What is expected:
For every line below, restate it exactly and drop the images.

Source material:
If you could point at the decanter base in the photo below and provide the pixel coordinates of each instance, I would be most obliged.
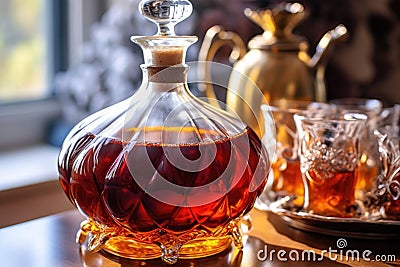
(199, 248)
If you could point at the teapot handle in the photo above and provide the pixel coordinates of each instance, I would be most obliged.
(215, 38)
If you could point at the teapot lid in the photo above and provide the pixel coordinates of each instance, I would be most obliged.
(278, 24)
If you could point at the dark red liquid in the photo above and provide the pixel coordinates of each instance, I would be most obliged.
(115, 183)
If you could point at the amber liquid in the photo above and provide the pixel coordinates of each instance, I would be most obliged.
(100, 176)
(288, 178)
(332, 196)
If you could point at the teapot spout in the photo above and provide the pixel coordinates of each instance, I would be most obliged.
(338, 33)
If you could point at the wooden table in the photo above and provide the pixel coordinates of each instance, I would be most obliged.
(50, 241)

Output below:
If you could point at the decanter base in the photo below and provide the pixel coordinates of each instance, I would be most obliged.
(199, 248)
If you could point at the teapot handle in the photo above and provide the pixel coordinates of each instance, I would be most obliged.
(215, 38)
If you could point at the teapot lid in the photo above and provide the pixel coordinates of each instance, I would be most obliged.
(278, 24)
If you could point at the dark red liquid in the photo above and provide the pixel coordinates of each instance, I would be most obliged.
(115, 183)
If you could point at the amber liquid in the photo above and provide the pixel coordinates of each instance, I would be most obliged.
(100, 176)
(288, 178)
(332, 196)
If you could point at the teapot spout in the photo above and provide the pixel coordinates of each instance, I would be most obliged.
(338, 33)
If you could point at the wooden table in the photo above and provide the pixel coordinates of each instance, I would be most obliged.
(50, 241)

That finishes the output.